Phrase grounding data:

+===+

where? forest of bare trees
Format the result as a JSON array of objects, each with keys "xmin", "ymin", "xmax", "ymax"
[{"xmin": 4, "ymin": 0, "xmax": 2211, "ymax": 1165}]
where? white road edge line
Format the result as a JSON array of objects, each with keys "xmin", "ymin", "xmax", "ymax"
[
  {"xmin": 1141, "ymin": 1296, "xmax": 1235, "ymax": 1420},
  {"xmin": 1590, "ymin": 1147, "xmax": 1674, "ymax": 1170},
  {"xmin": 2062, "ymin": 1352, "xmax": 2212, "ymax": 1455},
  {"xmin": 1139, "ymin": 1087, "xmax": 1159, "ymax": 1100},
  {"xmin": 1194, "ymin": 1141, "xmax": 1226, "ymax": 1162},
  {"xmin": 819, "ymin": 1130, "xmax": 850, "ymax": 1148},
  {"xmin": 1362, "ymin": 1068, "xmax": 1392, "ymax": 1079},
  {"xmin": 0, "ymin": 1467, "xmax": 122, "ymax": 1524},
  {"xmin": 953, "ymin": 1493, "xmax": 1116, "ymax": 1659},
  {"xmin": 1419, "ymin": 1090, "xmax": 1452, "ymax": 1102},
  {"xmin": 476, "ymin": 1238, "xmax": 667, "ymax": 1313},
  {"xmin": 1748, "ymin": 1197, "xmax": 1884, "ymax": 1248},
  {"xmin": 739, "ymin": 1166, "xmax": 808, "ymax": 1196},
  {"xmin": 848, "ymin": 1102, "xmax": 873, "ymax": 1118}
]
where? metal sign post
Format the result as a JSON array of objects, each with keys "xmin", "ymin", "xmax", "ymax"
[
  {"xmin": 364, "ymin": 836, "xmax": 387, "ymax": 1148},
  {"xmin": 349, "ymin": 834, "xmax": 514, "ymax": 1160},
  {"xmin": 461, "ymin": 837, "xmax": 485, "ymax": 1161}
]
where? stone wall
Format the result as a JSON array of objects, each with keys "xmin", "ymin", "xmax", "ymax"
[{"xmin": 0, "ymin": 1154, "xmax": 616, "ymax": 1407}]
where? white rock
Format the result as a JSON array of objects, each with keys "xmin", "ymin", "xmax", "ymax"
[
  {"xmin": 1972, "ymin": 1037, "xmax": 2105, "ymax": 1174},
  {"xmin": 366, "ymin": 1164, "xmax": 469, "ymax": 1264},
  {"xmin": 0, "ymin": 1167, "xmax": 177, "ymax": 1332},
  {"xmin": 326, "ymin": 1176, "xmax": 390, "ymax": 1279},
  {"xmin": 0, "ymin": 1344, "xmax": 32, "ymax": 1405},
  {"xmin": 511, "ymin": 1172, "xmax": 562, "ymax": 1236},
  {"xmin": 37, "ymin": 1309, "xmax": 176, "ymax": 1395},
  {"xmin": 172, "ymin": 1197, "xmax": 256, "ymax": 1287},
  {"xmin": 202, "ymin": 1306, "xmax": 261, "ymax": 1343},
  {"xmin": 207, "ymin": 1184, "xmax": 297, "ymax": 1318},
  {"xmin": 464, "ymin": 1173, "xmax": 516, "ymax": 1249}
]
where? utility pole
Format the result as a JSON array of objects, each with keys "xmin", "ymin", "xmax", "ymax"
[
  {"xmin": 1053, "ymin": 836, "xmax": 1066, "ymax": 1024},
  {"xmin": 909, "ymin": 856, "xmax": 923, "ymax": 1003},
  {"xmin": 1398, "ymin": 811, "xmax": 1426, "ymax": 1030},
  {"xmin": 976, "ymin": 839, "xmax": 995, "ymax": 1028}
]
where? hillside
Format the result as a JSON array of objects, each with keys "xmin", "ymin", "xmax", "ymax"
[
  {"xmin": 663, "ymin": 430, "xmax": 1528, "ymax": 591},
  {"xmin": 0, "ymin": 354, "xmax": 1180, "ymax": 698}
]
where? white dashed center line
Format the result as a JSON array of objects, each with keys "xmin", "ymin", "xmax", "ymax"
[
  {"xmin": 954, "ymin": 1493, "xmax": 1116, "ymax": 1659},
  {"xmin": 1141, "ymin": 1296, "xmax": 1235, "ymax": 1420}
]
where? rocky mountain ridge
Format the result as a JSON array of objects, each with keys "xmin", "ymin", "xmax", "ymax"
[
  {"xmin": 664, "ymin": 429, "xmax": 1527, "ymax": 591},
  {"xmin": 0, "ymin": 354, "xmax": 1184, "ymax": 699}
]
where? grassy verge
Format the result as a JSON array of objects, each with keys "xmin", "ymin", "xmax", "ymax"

+===+

WHAT TO DO: Would you restate each of the entries word for word?

EXERCISE RESPONSE:
where? forest of bare trees
Format the result as a JSON array of objects, each with keys "xmin", "ymin", "xmax", "ymax"
[{"xmin": 4, "ymin": 0, "xmax": 2211, "ymax": 1165}]
where? white road edge line
Format the result as a JSON array of objects, each with keys "xmin", "ymin", "xmax", "ymax"
[
  {"xmin": 1141, "ymin": 1296, "xmax": 1235, "ymax": 1420},
  {"xmin": 1590, "ymin": 1147, "xmax": 1674, "ymax": 1170},
  {"xmin": 2062, "ymin": 1352, "xmax": 2212, "ymax": 1455},
  {"xmin": 1139, "ymin": 1087, "xmax": 1159, "ymax": 1100},
  {"xmin": 1194, "ymin": 1141, "xmax": 1226, "ymax": 1162},
  {"xmin": 819, "ymin": 1130, "xmax": 850, "ymax": 1148},
  {"xmin": 1362, "ymin": 1068, "xmax": 1392, "ymax": 1079},
  {"xmin": 0, "ymin": 1467, "xmax": 122, "ymax": 1524},
  {"xmin": 953, "ymin": 1493, "xmax": 1116, "ymax": 1659},
  {"xmin": 1419, "ymin": 1090, "xmax": 1452, "ymax": 1102},
  {"xmin": 476, "ymin": 1238, "xmax": 667, "ymax": 1313},
  {"xmin": 1748, "ymin": 1197, "xmax": 1884, "ymax": 1248},
  {"xmin": 739, "ymin": 1166, "xmax": 808, "ymax": 1196},
  {"xmin": 848, "ymin": 1102, "xmax": 873, "ymax": 1118}
]
where? metal sign post
Format the result as a JSON array of objects, each with keys "xmin", "ymin", "xmax", "ymax"
[
  {"xmin": 364, "ymin": 836, "xmax": 387, "ymax": 1148},
  {"xmin": 349, "ymin": 834, "xmax": 514, "ymax": 1160},
  {"xmin": 461, "ymin": 837, "xmax": 485, "ymax": 1161}
]
where? stone wall
Format the result as a JSON array of objects, each with keys "xmin", "ymin", "xmax", "ymax"
[{"xmin": 0, "ymin": 1154, "xmax": 616, "ymax": 1407}]
where? white rock
Format the result as a JSON array of objects, each with keys "xmin", "ymin", "xmax", "ymax"
[
  {"xmin": 1972, "ymin": 1037, "xmax": 2105, "ymax": 1174},
  {"xmin": 366, "ymin": 1164, "xmax": 469, "ymax": 1264},
  {"xmin": 0, "ymin": 1167, "xmax": 177, "ymax": 1332},
  {"xmin": 326, "ymin": 1176, "xmax": 390, "ymax": 1279},
  {"xmin": 0, "ymin": 1344, "xmax": 32, "ymax": 1405},
  {"xmin": 511, "ymin": 1172, "xmax": 562, "ymax": 1236},
  {"xmin": 37, "ymin": 1309, "xmax": 176, "ymax": 1395},
  {"xmin": 172, "ymin": 1197, "xmax": 256, "ymax": 1287},
  {"xmin": 202, "ymin": 1306, "xmax": 261, "ymax": 1343},
  {"xmin": 207, "ymin": 1184, "xmax": 297, "ymax": 1318},
  {"xmin": 464, "ymin": 1173, "xmax": 516, "ymax": 1249}
]
where? utility pole
Format the result as a JSON array of objects, each with keys "xmin", "ymin", "xmax", "ymax"
[
  {"xmin": 1053, "ymin": 836, "xmax": 1066, "ymax": 1024},
  {"xmin": 909, "ymin": 856, "xmax": 923, "ymax": 1003},
  {"xmin": 1398, "ymin": 811, "xmax": 1426, "ymax": 1030},
  {"xmin": 976, "ymin": 839, "xmax": 995, "ymax": 1028}
]
where? hillside
Format the result as a JSON array of objects, each with keys "xmin", "ymin", "xmax", "ymax"
[
  {"xmin": 663, "ymin": 430, "xmax": 1528, "ymax": 591},
  {"xmin": 0, "ymin": 354, "xmax": 1180, "ymax": 698}
]
where? white dashed center line
Format the result as a JSON array of objects, each with keys "xmin", "ymin", "xmax", "ymax"
[
  {"xmin": 954, "ymin": 1493, "xmax": 1116, "ymax": 1659},
  {"xmin": 1141, "ymin": 1296, "xmax": 1235, "ymax": 1420}
]
where? rocky mountain ridge
Format the result as a JSON array of objects, each with keys "xmin", "ymin", "xmax", "ymax"
[
  {"xmin": 664, "ymin": 429, "xmax": 1527, "ymax": 591},
  {"xmin": 0, "ymin": 354, "xmax": 1184, "ymax": 699}
]
where? grassy verge
Format the result as a JSON array of objects, each with keys "xmin", "ymin", "xmax", "ymax"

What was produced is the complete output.